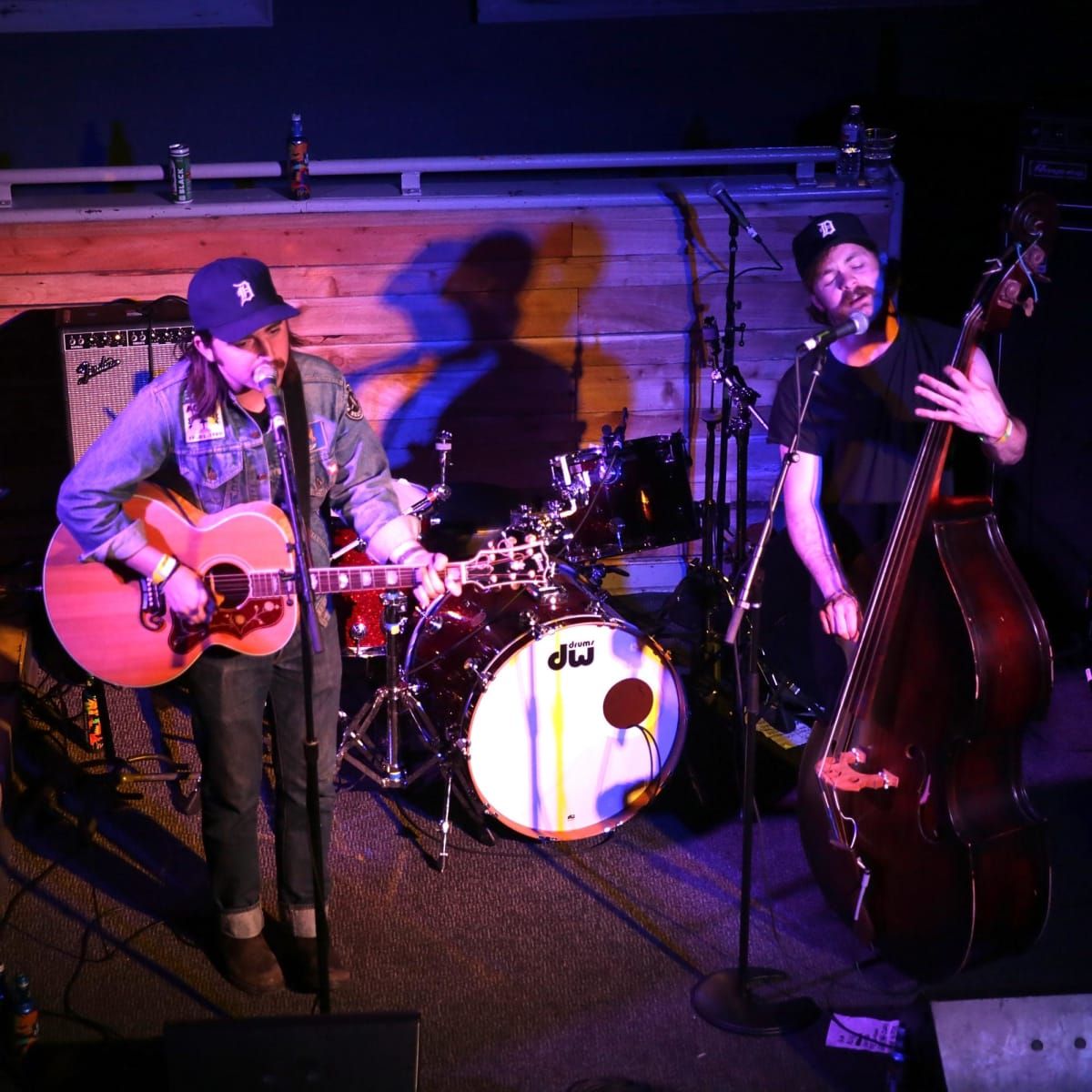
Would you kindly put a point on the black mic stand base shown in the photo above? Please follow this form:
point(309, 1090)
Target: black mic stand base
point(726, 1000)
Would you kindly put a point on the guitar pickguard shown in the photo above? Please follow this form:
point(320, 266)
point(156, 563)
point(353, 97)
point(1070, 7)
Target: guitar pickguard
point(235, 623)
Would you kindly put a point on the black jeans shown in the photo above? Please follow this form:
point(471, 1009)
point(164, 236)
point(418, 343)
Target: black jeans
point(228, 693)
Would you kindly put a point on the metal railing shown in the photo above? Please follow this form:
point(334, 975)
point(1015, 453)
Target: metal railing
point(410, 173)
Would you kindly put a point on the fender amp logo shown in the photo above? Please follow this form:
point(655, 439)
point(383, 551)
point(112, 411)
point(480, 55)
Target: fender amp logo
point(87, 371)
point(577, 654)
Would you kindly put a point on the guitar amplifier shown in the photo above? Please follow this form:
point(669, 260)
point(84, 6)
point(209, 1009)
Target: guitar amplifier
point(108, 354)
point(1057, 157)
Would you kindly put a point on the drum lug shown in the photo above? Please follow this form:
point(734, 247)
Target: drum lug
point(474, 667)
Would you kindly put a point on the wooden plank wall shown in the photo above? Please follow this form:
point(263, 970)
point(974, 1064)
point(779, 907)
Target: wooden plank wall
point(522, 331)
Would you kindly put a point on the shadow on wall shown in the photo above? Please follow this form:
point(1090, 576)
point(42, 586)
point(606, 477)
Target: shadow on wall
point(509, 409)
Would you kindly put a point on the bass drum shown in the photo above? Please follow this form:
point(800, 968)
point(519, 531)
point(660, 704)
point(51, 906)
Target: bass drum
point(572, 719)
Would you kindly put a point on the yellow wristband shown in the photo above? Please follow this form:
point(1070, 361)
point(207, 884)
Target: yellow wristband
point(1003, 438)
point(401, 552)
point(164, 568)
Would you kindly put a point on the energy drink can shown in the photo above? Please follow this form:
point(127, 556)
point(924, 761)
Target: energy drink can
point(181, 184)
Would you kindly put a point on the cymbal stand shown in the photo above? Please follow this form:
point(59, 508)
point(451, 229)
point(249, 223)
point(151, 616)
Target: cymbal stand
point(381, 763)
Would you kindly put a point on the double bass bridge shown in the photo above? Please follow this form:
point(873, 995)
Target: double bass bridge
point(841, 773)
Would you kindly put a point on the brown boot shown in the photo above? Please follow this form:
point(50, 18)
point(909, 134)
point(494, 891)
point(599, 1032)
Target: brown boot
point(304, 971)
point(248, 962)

Your instructions: Keep every word of the lines above unchanged in the copy, and omit the pictures.

Exercise result:
Would you kindly put a point on the black mic stand base shown in the photo above? Please follow this form:
point(309, 1090)
Target: black mic stand base
point(726, 1000)
Would you kindly put a point on the guitar pickguard shown in the photo above? Please follow this form:
point(320, 266)
point(156, 563)
point(353, 97)
point(1070, 7)
Target: guitar pickguard
point(235, 623)
Would you kindly put a point on the black jeans shown in the photo above? Please follow this form:
point(471, 1009)
point(164, 236)
point(418, 343)
Target: black jeans
point(228, 693)
Would you kindly put a point on the metal railing shown in the photo above? Please follow this form:
point(334, 975)
point(1015, 453)
Target: metal railing
point(410, 173)
Would you kindly put a point on the fender amp logo shown in the photo above? Please follow this form:
point(655, 439)
point(383, 551)
point(112, 411)
point(480, 55)
Target: fender amp logo
point(87, 371)
point(577, 654)
Would you kindly put a point on the guitar amplifier shown in the photo above? Please follow this form:
point(669, 260)
point(84, 6)
point(209, 1009)
Target: guitar amplifier
point(108, 354)
point(1057, 157)
Would you kindly put a point on the drum lug shown in the photo above? Please follow this form:
point(734, 247)
Target: drum lug
point(474, 667)
Would you kindly put a point on the wooden plank wall shown in the photo above? Please follow this form:
point(263, 970)
point(974, 1064)
point(779, 907)
Target: wooden plank wall
point(522, 331)
Would you kindly put a point on the shadow on wall shown in the photo above? Please follow this form:
point(1090, 576)
point(42, 586)
point(606, 477)
Target: shadow on wall
point(509, 409)
Would you kindly put a point on the bass drum shown in the photo above? Please follow this form:
point(800, 968)
point(519, 531)
point(660, 704)
point(51, 906)
Target: bass drum
point(572, 719)
Would you kindly put a point on the yellow wristband shown in the photo above? Please follow this form:
point(1070, 361)
point(207, 884)
Target: yellow wristband
point(1003, 438)
point(401, 552)
point(164, 568)
Would you kindly put a point on the energy drink can shown in the photo above? Please follow this form:
point(127, 556)
point(924, 761)
Target: energy drink can
point(181, 184)
Would you kindly put a point on the cymbal stand shown in the photo above? Please follow this form:
point(59, 508)
point(451, 229)
point(249, 223)
point(151, 616)
Target: cymbal stand
point(381, 763)
Would you kindly put a point on the double bass bridge shown in the photo above? Please follow this form:
point(873, 995)
Target: double bass bridge
point(841, 773)
Would you kindly put a point on the brown boot shown in the photo above? Please follow this form:
point(50, 18)
point(909, 134)
point(494, 891)
point(599, 1032)
Target: brown boot
point(304, 971)
point(248, 962)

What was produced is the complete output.